▸ Exercise requirements: Can you rewrite the material so that each "white rock" becomes "pale stone", with everything else left as it is?

▸ Material:

===============

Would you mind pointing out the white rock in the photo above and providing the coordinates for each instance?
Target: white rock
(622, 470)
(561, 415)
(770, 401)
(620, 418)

===============

▸ Solution to this exercise:
Would you mind pointing out the pale stone in the photo above and providing the coordinates for each instance?
Target: pale stone
(622, 470)
(561, 415)
(770, 401)
(620, 418)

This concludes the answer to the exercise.